--- BEGIN EXTRACT TO READ ---

ESPOO, Finland--(BUSINESS WIRE)-- IQM Quantum Computers today launched HPC Integration Service, a turnkey solution that enables its IQM Radiance quantum computers to operate as a slurm node inside high-performance computing (HPC) environment.

IQM Radiance quantum computer (right) co-located with classical HPC infrastructure (left) in a data center environment.

IQM Radiance quantum computer (right) co-located with classical HPC infrastructure (left) in a data center environment.

Using this widely adopted HPC workflow, IQM aims at accelerating adoption of hybrid quantum-classical computing across enterprises and research institutions. Slurm is the open-source workload manager used by most of the world’s leading supercomputing centers for its scalability and flexibility.

The integration service makes quantum a scheduled resource alongside central processing units (CPUs) and graphics processing units (GPUs), removing the integration work that has slowed adoption.

In addition, the service is built on IQM´s Quantum Device Management Interface (QDMI), an open-source standardization layer that simplifies the vendor-specific software interfaces that have fragmented quantum integration to date.

--- END EXTRACT TO READ ---
--- BEGIN SOURCE MATERIAL ---

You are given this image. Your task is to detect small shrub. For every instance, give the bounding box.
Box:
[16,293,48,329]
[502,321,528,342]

--- END SOURCE MATERIAL ---

_REQUIRED TASK_
Please continue the press release on IQM's HPC Integration Service from the point where it stops. The lines are separate material, unrelated to the press release on IQM's HPC Integration Service.

_THE RESULT_
The new HPC Integration Service has been demonstrated in a paper on arXiv co-authored with researchers at the Munich Quantum Software Company (MQSC) and is already running in production at the Leibniz Supercomputing Centre (LRZ) in Germany, where IQM has installed four quantum computers.

“We have been hearing about an integration bottleneck from HPC customers for years,” said Jan Goetz, CEO and Co-founder of IQM Quantum Computers. “HPC integration is important work and by removing the complexity, end-users can focus on running quantum workloads instead on spending time on programming new routines. This is what production quantum means to us. Quantum you own, operate, and build value on. Real infrastructure inside real environments, doing real work.”

Quantum computers have been deployed at customer sites for several years, but once installed, most of them have operated next to the HPC software stack rather than inside them. Every deployment required custom integration work that the next deployment could not reuse. The new HPC Integration Service unifies the software stack, allowing customers to focus on use-case execution.

The HPC Integration Service closes the gap by enabling users to submit quantum jobs through the same interface and scheduler they use for CPUs and GPUs. Researchers can run benchmarks across systems using tools they already know, while system teams keep their existing operating model.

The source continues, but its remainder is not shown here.